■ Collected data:

--- START ---

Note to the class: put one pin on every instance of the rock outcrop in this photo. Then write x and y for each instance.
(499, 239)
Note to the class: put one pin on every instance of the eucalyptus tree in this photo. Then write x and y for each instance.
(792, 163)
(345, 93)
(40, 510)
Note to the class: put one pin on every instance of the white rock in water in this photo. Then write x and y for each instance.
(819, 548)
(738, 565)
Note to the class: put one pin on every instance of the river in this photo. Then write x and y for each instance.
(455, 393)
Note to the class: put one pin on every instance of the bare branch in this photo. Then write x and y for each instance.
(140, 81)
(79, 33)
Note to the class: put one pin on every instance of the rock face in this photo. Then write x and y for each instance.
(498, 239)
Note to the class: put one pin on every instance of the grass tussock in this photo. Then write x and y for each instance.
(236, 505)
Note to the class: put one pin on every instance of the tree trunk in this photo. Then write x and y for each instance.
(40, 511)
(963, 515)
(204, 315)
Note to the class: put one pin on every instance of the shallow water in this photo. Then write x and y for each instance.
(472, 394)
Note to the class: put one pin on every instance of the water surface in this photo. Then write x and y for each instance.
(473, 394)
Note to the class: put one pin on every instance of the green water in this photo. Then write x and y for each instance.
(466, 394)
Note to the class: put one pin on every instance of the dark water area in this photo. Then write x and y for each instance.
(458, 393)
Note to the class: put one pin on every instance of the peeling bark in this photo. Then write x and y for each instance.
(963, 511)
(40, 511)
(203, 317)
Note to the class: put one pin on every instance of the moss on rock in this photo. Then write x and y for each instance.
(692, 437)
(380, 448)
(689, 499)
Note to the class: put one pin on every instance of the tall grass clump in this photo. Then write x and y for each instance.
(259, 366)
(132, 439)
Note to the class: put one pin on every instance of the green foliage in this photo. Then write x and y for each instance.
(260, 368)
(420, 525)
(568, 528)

--- END ---

Render all the items above as a JSON list of strings, one string per line, leaving out blank lines.

■ The completed task:
[
  "Note to the class: put one pin on every instance of the rock outcrop in this photo. Then write x and y for each instance.",
  "(499, 239)",
  "Note to the class: put one pin on every instance of the eucalyptus tree in this photo. Then write x and y for each instance.",
  "(792, 163)",
  "(345, 93)",
  "(40, 510)",
  "Note to the class: put one pin on every instance of the white rock in water in this photo. Then write x and y for each instance.",
  "(819, 548)",
  "(738, 565)",
  "Note to the class: put one pin on every instance of the river in this photo. Then write x and y for each instance.",
  "(455, 393)",
  "Note to the class: put one pin on every instance of the bare branch in this photo. Then write x and y for each instance.",
  "(140, 81)",
  "(79, 33)",
  "Note to the class: put one pin on every instance of the rock face in this photo. Then write x and y for each instance.",
  "(498, 239)",
  "Note to the class: put one pin on every instance of the grass tussock in this photo. Then write x and y for each instance.",
  "(236, 505)",
  "Note to the class: put one pin on every instance of the tree trunk in this photo. Then write x and y for each instance.",
  "(40, 511)",
  "(963, 515)",
  "(204, 315)",
  "Note to the class: put one pin on every instance of the shallow water in this photo. Then write x and y for each instance.",
  "(472, 394)",
  "Note to the class: put one pin on every instance of the water surface in this photo. Then write x and y for each instance.",
  "(473, 394)",
  "Note to the class: put one pin on every instance of the green water in this photo. Then write x and y for each instance.",
  "(466, 394)",
  "Note to the class: put one pin on every instance of the dark water area in this photo. Then write x and y for each instance.",
  "(458, 393)",
  "Note to the class: put one pin on every instance of the peeling bark in this photo. Then write x and y for each instance.",
  "(963, 511)",
  "(40, 511)",
  "(203, 317)",
  "Note to the class: put one pin on every instance of the moss on rock in this photo. Then write x and y for each instance.",
  "(692, 437)",
  "(380, 448)",
  "(689, 499)",
  "Note to the class: put one pin on every instance of the tall grass clump in this photo. Then write x and y for each instance.",
  "(259, 366)",
  "(132, 439)",
  "Note to the class: put one pin on every instance of the green foliage in this photo. Then write x and y for each instance.",
  "(260, 368)",
  "(420, 525)",
  "(568, 528)"
]